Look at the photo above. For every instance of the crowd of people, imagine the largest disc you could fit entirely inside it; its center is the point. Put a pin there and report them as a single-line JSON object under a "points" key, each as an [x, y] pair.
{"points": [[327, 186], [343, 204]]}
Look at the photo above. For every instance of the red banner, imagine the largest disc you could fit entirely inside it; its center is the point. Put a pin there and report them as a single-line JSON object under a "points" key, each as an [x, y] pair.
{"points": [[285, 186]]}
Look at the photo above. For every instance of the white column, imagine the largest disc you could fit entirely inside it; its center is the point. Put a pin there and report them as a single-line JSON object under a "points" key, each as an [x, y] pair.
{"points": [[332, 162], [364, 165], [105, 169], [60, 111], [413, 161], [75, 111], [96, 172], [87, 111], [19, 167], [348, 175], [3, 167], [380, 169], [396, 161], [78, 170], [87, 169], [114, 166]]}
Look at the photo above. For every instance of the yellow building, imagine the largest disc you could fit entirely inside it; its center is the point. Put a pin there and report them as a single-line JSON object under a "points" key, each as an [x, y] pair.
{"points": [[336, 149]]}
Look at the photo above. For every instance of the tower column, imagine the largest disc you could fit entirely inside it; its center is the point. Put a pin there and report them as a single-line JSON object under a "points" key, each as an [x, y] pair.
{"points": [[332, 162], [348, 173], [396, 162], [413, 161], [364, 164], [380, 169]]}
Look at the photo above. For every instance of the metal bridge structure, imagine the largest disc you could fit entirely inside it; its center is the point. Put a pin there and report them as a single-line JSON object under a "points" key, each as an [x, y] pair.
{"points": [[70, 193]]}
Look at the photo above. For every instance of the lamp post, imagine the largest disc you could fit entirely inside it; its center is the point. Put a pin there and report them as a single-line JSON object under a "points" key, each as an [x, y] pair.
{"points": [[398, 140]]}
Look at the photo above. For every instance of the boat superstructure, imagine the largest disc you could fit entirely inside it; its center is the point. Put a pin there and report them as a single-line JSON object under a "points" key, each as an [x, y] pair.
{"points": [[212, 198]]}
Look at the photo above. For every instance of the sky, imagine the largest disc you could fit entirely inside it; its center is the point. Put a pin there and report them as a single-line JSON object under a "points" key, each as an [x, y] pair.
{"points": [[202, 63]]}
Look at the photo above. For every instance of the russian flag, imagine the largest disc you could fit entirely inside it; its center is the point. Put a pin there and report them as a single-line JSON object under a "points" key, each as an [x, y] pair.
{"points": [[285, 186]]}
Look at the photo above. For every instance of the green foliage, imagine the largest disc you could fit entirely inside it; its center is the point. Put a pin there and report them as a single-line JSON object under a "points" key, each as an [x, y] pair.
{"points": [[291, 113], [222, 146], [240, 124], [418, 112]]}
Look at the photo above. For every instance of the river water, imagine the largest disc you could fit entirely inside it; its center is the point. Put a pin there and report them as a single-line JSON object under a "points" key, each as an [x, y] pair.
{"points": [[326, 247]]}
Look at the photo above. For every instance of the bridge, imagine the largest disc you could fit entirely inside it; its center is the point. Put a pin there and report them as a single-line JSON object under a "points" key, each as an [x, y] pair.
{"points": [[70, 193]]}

==*==

The records shown above are to be copied exactly, every one of them.

Look at the photo above. For every instance of the crowd of people, imagine the largest disc you could fit entirely inside it; its center is the point. Put a pin there and report them as a single-line JSON object under a "points" key, each as an [x, y] pair.
{"points": [[327, 186], [343, 204]]}
Look at the photo above. For every instance of the red banner, imagine the largest disc you could fit entirely inside it; its center is the point. Put a pin there and report them as a single-line JSON object under a "points" key, each as an [x, y] pair.
{"points": [[285, 186]]}
Look at the photo above. For every instance of the white column, imagine the largest disc you could fit entirely inside it; its center is the point. Put a pin there and report them as a single-line JSON object under a "points" key, each as an [x, y] pair.
{"points": [[332, 162], [364, 165], [105, 169], [60, 111], [413, 161], [75, 111], [96, 172], [87, 111], [19, 167], [348, 175], [3, 167], [380, 169], [396, 161], [78, 170], [87, 169], [114, 166]]}
Look at the photo above. For every instance of the yellow building, imagine the largest disc you could fit entirely inside it; its center is the point. Put a pin there and report them as a single-line JSON object under a "points" key, each as an [x, y] pair.
{"points": [[336, 149]]}
Look at the photo above. For every instance of the tower column, imagine the largest disc you could fit entirely inside it; its center is the point. Put a pin there and report them as a single-line JSON object under a "points" key, each as an [x, y] pair.
{"points": [[332, 162], [348, 173], [396, 162], [413, 161], [364, 164], [380, 169]]}
Look at the photo above. For every instance of the metal bridge structure, imagine the largest disc you could fit entirely inside it; its center is the point. Put a pin there and report them as a single-line JSON object under a "points" key, each as an [x, y] pair.
{"points": [[70, 193]]}
Look at the photo above. For every instance of the lamp post, imagine the largest disc you could fit entirely inside it; its center is the point. Put a pin there and report them as a single-line JSON object under a "points" key, each as an [x, y] pair.
{"points": [[398, 140]]}
Look at the photo above. For every instance of the boat superstructure, imagine the largest disc you could fit entirely inside it; its center is the point. Put a pin there and report them as a single-line JSON object under a "points" key, each as an [x, y] pair.
{"points": [[212, 198]]}
Look at the photo above. For every instance of the sky, imagine the largest disc you could fit entirely inside it; its center is the point. Put a pin there and report them as a single-line JSON object under a "points" key, each as an [x, y] pair.
{"points": [[202, 63]]}
Look at the photo above. For every instance of the russian flag, imagine the largest disc you could fit entirely inside it; its center is the point. Put a pin there and report them as a single-line JSON object under a "points" key, each as an [x, y] pair.
{"points": [[285, 186]]}
Look at the photo above. For every instance of the green foliage, imagine the largest disc you could fit entirely inside it; its center is the point. Put a pin there and report them as a single-line JSON object under a "points" key, each as an [x, y] pair.
{"points": [[291, 113], [222, 146], [240, 124], [418, 112]]}
Look at the photo above. For every instance of the river water, imagine the largest disc you could fit entirely inside it; its center is the point. Put a pin there and report them as a single-line JSON object under a "points" key, each as an [x, y] pair.
{"points": [[326, 247]]}
Look at the photo above. For every instance of the bridge, imagine the largest disc you could fit entirely inside it; its center is the point. Put a pin there and report them as a single-line JSON object under a "points" key, each as an [x, y] pair.
{"points": [[70, 193]]}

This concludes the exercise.